----- MATERIAL FOR THIS EXERCISE -----
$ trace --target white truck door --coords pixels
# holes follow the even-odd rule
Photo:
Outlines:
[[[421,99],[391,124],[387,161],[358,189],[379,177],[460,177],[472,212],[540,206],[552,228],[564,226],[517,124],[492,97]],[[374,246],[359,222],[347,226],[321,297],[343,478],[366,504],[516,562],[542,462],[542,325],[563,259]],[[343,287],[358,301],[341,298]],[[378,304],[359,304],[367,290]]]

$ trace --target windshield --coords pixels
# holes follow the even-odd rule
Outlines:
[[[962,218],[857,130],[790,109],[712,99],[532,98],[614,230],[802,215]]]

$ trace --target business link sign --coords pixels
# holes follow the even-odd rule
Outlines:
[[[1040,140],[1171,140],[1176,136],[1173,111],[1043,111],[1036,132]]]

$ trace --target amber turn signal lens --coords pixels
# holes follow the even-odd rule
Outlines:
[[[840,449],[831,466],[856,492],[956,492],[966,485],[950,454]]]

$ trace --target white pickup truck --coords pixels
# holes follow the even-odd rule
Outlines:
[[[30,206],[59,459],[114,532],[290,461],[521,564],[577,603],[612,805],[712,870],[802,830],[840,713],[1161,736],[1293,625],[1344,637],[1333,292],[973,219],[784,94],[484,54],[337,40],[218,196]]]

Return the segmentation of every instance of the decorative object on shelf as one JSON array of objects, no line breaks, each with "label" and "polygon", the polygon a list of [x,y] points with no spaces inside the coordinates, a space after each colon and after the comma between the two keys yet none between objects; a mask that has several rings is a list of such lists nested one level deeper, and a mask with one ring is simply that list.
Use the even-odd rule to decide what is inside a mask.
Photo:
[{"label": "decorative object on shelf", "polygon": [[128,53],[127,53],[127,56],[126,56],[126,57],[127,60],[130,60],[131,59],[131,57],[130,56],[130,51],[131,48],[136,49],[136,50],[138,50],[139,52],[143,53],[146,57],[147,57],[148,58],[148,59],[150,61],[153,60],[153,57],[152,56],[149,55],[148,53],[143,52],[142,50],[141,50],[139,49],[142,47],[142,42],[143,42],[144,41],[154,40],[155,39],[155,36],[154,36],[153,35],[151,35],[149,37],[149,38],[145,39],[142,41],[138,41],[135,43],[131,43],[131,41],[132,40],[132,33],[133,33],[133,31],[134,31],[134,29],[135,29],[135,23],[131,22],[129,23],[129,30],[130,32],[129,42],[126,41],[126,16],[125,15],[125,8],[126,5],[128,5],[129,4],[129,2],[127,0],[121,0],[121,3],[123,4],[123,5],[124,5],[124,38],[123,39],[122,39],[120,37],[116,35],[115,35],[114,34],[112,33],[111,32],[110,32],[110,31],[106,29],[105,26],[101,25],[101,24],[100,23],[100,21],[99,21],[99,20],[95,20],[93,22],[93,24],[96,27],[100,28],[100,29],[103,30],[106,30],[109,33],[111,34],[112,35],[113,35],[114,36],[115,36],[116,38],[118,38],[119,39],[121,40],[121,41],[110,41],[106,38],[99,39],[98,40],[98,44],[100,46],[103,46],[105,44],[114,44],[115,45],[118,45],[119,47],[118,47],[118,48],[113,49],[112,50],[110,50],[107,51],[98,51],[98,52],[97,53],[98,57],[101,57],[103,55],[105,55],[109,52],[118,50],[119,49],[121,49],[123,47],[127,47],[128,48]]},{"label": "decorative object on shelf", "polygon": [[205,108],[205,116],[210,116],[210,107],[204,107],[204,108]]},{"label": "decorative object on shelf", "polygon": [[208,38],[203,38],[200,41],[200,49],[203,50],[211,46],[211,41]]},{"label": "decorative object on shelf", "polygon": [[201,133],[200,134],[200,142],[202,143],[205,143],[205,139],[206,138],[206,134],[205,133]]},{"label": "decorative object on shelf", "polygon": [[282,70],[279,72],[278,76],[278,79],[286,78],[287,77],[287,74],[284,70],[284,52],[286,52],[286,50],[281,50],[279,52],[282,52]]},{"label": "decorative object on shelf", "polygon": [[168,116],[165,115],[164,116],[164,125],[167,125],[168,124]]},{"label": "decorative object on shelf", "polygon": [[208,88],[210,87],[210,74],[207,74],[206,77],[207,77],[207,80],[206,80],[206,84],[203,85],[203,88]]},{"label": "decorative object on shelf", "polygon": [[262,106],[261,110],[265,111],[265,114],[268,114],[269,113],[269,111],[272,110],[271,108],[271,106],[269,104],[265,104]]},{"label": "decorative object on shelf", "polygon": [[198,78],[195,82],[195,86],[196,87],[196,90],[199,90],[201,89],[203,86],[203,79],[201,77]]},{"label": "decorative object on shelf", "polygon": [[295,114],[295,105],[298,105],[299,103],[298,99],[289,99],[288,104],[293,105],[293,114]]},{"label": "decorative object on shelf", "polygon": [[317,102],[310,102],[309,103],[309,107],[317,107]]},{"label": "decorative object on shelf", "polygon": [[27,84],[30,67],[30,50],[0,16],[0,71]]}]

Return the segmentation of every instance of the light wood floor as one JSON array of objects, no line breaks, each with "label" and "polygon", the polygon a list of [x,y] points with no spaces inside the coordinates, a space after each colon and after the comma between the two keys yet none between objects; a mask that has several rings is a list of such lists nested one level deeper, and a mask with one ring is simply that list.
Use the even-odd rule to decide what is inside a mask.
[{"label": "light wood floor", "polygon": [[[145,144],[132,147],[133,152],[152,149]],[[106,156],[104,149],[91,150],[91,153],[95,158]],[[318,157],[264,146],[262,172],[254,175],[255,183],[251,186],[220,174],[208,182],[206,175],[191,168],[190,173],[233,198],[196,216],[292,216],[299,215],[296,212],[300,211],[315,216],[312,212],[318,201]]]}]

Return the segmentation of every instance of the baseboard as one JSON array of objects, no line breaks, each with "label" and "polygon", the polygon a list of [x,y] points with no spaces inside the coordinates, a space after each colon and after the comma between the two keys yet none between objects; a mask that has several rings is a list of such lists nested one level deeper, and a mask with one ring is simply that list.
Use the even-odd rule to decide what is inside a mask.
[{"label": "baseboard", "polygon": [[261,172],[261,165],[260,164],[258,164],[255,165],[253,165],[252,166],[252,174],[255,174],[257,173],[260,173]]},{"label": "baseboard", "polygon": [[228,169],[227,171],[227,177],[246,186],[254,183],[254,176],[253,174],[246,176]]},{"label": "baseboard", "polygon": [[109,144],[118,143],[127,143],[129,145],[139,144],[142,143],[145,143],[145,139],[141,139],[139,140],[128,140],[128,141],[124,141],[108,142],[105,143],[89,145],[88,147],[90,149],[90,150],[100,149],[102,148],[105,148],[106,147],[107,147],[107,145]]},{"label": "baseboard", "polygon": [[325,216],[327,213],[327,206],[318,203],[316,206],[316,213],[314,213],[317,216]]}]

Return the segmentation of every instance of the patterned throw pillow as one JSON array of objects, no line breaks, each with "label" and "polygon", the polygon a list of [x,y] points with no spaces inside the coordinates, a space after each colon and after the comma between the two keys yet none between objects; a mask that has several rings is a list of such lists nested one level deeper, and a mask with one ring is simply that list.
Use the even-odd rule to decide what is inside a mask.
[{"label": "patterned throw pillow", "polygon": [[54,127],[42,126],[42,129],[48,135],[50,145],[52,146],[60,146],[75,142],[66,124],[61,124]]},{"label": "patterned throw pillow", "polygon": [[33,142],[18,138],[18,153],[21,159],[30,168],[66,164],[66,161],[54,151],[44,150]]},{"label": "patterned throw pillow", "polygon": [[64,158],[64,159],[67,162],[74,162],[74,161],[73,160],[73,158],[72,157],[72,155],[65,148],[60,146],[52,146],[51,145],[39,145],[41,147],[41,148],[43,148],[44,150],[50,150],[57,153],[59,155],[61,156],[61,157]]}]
-----
INSTRUCTIONS TO FOLLOW:
All of the lines above must be returned exactly.

CORRECT RESPONSE:
$ trace --target white truck door --coords pixels
# holes follow the even-odd rule
Photo:
Outlines:
[[[421,99],[391,124],[387,161],[358,189],[379,177],[460,177],[472,212],[540,206],[552,228],[564,226],[517,124],[492,97]],[[374,246],[359,222],[347,226],[321,297],[343,478],[366,504],[516,562],[542,462],[542,325],[563,259]],[[343,287],[358,301],[341,298]],[[378,304],[359,304],[367,290]]]

$ trace --target windshield --coords pixels
# holes follow the even-odd rule
Outlines:
[[[962,218],[857,130],[790,109],[712,99],[532,98],[614,230],[802,215]]]

$ trace --target business link sign --coords pixels
# holes follow the even-odd rule
Outlines:
[[[1040,140],[1171,140],[1176,136],[1173,111],[1043,111],[1036,132]]]

$ trace --target amber turn signal lens --coords pixels
# holes follow the even-odd rule
Outlines:
[[[840,449],[831,466],[856,492],[956,492],[966,485],[950,454]]]

$ trace --target white pickup truck --coords pixels
# holes follow the even-odd rule
Outlines:
[[[30,206],[59,459],[114,532],[290,461],[521,564],[577,603],[612,805],[712,870],[802,830],[840,713],[1161,736],[1293,625],[1344,637],[1333,292],[973,219],[784,94],[484,54],[337,40],[218,196]]]

Return the segmentation of every instance of the decorative object on shelf as one JSON array of objects, no line breaks, each with "label" and "polygon", the polygon a list of [x,y] points with no spaces inside the coordinates, a space after each colon and after the comma between the two keys yet none between objects; a mask that has several rings is a list of such lists nested one level deeper, and a mask with one ring is simply that list.
Use the even-odd rule to decide what is inside a mask.
Photo:
[{"label": "decorative object on shelf", "polygon": [[128,53],[127,53],[127,56],[126,56],[126,57],[127,60],[130,60],[131,59],[131,57],[130,56],[130,51],[131,48],[136,49],[136,50],[138,50],[139,52],[143,53],[146,57],[147,57],[148,58],[148,59],[150,61],[153,60],[153,57],[152,56],[149,55],[148,53],[143,52],[142,50],[141,50],[139,49],[142,47],[142,42],[143,42],[144,41],[154,40],[155,39],[155,36],[154,36],[153,35],[151,35],[149,37],[149,38],[145,39],[142,41],[138,41],[135,43],[131,43],[131,41],[132,40],[132,33],[133,33],[133,31],[134,31],[134,29],[135,29],[135,23],[131,22],[129,23],[129,30],[130,32],[129,42],[126,41],[126,16],[125,15],[125,8],[126,5],[128,5],[129,4],[129,2],[127,0],[121,0],[121,3],[123,4],[123,5],[124,5],[124,38],[123,39],[122,39],[120,37],[116,35],[115,35],[114,34],[112,33],[111,32],[110,32],[110,31],[106,29],[105,26],[101,25],[101,24],[100,23],[100,21],[99,21],[99,20],[95,20],[93,22],[93,24],[96,27],[100,28],[100,29],[103,30],[106,30],[109,33],[111,34],[112,35],[113,35],[114,36],[115,36],[116,38],[118,38],[119,39],[121,40],[121,41],[110,41],[106,38],[99,39],[98,40],[98,44],[100,46],[103,46],[105,44],[114,44],[115,45],[118,45],[119,47],[118,47],[118,48],[113,49],[112,50],[110,50],[107,51],[98,51],[98,52],[97,53],[98,57],[101,57],[103,55],[105,55],[109,52],[118,50],[119,49],[121,49],[123,47],[127,47],[128,48]]},{"label": "decorative object on shelf", "polygon": [[205,108],[205,116],[210,116],[210,107],[204,107],[204,108]]},{"label": "decorative object on shelf", "polygon": [[208,38],[203,38],[200,41],[200,49],[203,50],[211,46],[211,41]]},{"label": "decorative object on shelf", "polygon": [[201,133],[200,134],[200,142],[202,143],[205,143],[205,139],[206,138],[206,134],[205,133]]},{"label": "decorative object on shelf", "polygon": [[282,70],[279,72],[278,76],[278,79],[286,78],[287,77],[287,74],[284,70],[284,52],[286,52],[286,50],[281,50],[279,52],[282,52]]},{"label": "decorative object on shelf", "polygon": [[168,116],[165,115],[164,116],[164,125],[167,125],[168,124]]},{"label": "decorative object on shelf", "polygon": [[208,88],[210,87],[210,74],[207,74],[206,77],[207,77],[207,80],[206,80],[206,84],[203,85],[203,88]]},{"label": "decorative object on shelf", "polygon": [[262,106],[261,110],[265,111],[265,114],[268,114],[269,113],[269,111],[272,110],[271,108],[271,106],[269,104],[265,104]]},{"label": "decorative object on shelf", "polygon": [[198,78],[195,82],[195,86],[196,87],[196,90],[199,90],[201,89],[203,86],[203,79],[201,77]]},{"label": "decorative object on shelf", "polygon": [[295,114],[295,105],[298,105],[299,103],[298,99],[289,99],[288,104],[293,105],[293,114]]},{"label": "decorative object on shelf", "polygon": [[317,102],[310,102],[309,103],[309,107],[317,107]]},{"label": "decorative object on shelf", "polygon": [[27,84],[30,67],[30,50],[0,16],[0,71]]}]

Return the segmentation of every instance of the light wood floor as one JSON array of objects, no line breaks, each with "label" and "polygon", the polygon a list of [x,y] points with no spaces inside the coordinates, a space after each colon and after the comma between the two keys yet none between objects; a mask that has several rings is a list of such lists nested one level deeper, and a mask with one ring is simply that list.
Use the even-odd rule to decide what is inside a mask.
[{"label": "light wood floor", "polygon": [[[145,144],[132,147],[133,152],[152,149]],[[106,156],[104,149],[91,150],[91,153],[95,158]],[[318,157],[264,146],[262,172],[254,175],[255,183],[251,186],[220,174],[208,182],[206,175],[191,168],[190,173],[233,198],[196,216],[292,216],[299,215],[296,212],[300,211],[315,216],[312,212],[318,201]]]}]

Return the segmentation of every instance of the baseboard as one JSON array of objects, no line breaks, each with "label" and "polygon", the polygon a list of [x,y] points with no spaces inside the coordinates, a space after each colon and after the comma between the two keys yet none between objects; a mask that has several rings is a list of such lists nested one level deeper, and a mask with one ring is simply that list.
Use the even-odd rule to decide what is inside a mask.
[{"label": "baseboard", "polygon": [[261,172],[261,165],[260,164],[258,164],[255,165],[253,165],[252,166],[252,174],[255,174],[257,173],[260,173]]},{"label": "baseboard", "polygon": [[228,169],[227,171],[227,177],[246,186],[254,183],[254,176],[253,174],[246,176]]},{"label": "baseboard", "polygon": [[109,144],[118,143],[127,143],[129,145],[139,144],[142,143],[145,143],[145,139],[141,139],[139,140],[128,140],[128,141],[124,141],[108,142],[105,143],[89,145],[88,147],[90,149],[90,150],[100,149],[102,148],[105,148],[106,147],[107,147],[107,145]]},{"label": "baseboard", "polygon": [[325,216],[327,213],[327,206],[318,203],[316,206],[316,213],[314,213],[317,216]]}]

Return the segmentation of every instance of the patterned throw pillow as one JSON array of objects, no line breaks, each with "label" and "polygon", the polygon a list of [x,y] points with no spaces inside the coordinates, a space after each colon and after the comma between the two keys yet none between objects; a mask that has several rings is a list of such lists nested one level deeper, and a mask with one ring is simply that list.
Use the even-odd rule to decide what is inside a mask.
[{"label": "patterned throw pillow", "polygon": [[54,127],[42,126],[42,129],[48,135],[50,145],[52,146],[60,146],[75,142],[66,124],[61,124]]},{"label": "patterned throw pillow", "polygon": [[33,142],[18,138],[18,153],[21,159],[30,168],[66,164],[66,161],[54,151],[44,150]]},{"label": "patterned throw pillow", "polygon": [[64,158],[64,159],[67,162],[74,162],[74,161],[73,160],[73,158],[72,157],[72,155],[65,148],[60,146],[52,146],[51,145],[39,145],[41,147],[41,148],[43,148],[44,150],[50,150],[57,153],[59,155],[61,156],[61,157]]}]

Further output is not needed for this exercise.